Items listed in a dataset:

****************

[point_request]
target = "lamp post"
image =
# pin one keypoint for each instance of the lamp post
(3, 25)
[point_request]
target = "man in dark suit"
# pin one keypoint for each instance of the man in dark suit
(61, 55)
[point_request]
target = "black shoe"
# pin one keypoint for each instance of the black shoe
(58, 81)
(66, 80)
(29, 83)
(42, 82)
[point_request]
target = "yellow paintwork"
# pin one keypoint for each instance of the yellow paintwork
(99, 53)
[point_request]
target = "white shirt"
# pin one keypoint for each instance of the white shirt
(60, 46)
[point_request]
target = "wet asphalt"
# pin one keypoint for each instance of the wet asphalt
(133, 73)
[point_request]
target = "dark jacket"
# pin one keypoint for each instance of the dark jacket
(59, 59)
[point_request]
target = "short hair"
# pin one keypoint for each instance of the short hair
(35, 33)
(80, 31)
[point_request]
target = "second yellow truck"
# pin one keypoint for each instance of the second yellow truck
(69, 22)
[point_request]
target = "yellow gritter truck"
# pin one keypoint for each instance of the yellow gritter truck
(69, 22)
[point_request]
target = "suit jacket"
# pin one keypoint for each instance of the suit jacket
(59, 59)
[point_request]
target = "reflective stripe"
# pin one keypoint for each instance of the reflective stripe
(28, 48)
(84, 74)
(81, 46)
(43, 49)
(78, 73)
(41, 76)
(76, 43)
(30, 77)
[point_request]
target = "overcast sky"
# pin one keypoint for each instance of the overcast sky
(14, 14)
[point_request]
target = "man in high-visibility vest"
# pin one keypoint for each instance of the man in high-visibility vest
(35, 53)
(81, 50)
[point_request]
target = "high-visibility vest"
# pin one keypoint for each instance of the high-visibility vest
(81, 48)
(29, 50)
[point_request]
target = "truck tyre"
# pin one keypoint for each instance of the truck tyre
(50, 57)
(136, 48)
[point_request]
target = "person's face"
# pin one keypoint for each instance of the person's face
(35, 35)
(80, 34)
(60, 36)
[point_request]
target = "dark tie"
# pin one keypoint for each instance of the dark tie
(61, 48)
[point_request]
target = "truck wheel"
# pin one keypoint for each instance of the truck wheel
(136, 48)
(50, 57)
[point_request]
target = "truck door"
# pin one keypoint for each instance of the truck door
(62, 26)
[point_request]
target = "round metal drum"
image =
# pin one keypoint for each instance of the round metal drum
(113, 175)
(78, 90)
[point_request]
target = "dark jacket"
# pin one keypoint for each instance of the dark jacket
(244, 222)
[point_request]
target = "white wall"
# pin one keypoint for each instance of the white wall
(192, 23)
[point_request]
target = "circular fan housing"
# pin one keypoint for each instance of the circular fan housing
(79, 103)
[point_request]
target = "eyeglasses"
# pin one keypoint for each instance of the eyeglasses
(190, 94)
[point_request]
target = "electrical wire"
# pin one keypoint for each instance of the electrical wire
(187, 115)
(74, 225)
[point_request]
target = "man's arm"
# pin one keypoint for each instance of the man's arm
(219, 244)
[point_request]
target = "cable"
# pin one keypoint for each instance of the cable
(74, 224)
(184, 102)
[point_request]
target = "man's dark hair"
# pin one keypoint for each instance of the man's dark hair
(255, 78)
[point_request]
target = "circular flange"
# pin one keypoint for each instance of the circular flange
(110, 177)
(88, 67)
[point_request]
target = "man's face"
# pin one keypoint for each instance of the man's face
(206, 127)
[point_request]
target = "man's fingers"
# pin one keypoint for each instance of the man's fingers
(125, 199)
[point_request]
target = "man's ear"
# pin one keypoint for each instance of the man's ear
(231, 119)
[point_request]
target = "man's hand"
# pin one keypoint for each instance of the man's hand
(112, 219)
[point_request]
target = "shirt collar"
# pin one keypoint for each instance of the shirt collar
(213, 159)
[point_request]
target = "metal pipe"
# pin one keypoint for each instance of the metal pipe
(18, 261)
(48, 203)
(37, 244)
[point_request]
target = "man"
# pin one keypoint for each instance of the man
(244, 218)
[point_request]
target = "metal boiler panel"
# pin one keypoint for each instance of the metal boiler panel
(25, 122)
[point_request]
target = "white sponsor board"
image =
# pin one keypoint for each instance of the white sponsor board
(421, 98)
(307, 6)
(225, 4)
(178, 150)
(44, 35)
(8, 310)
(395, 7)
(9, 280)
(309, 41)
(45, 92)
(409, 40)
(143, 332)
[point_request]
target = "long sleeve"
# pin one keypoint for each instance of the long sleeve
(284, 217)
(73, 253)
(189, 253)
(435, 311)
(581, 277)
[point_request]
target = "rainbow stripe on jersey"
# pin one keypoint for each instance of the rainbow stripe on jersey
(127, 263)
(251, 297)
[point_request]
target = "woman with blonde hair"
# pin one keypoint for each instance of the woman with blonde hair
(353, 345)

****************

» **Do this**
List every line of the listing above that contains the word "white".

» **Response to this task**
target = "white shirt"
# pin one keypoint for each instance of the white shirt
target = "white wall"
# pin one keypoint for each instance of the white wall
target = "white sponsor board"
# pin one keypoint for each instance of the white sponsor board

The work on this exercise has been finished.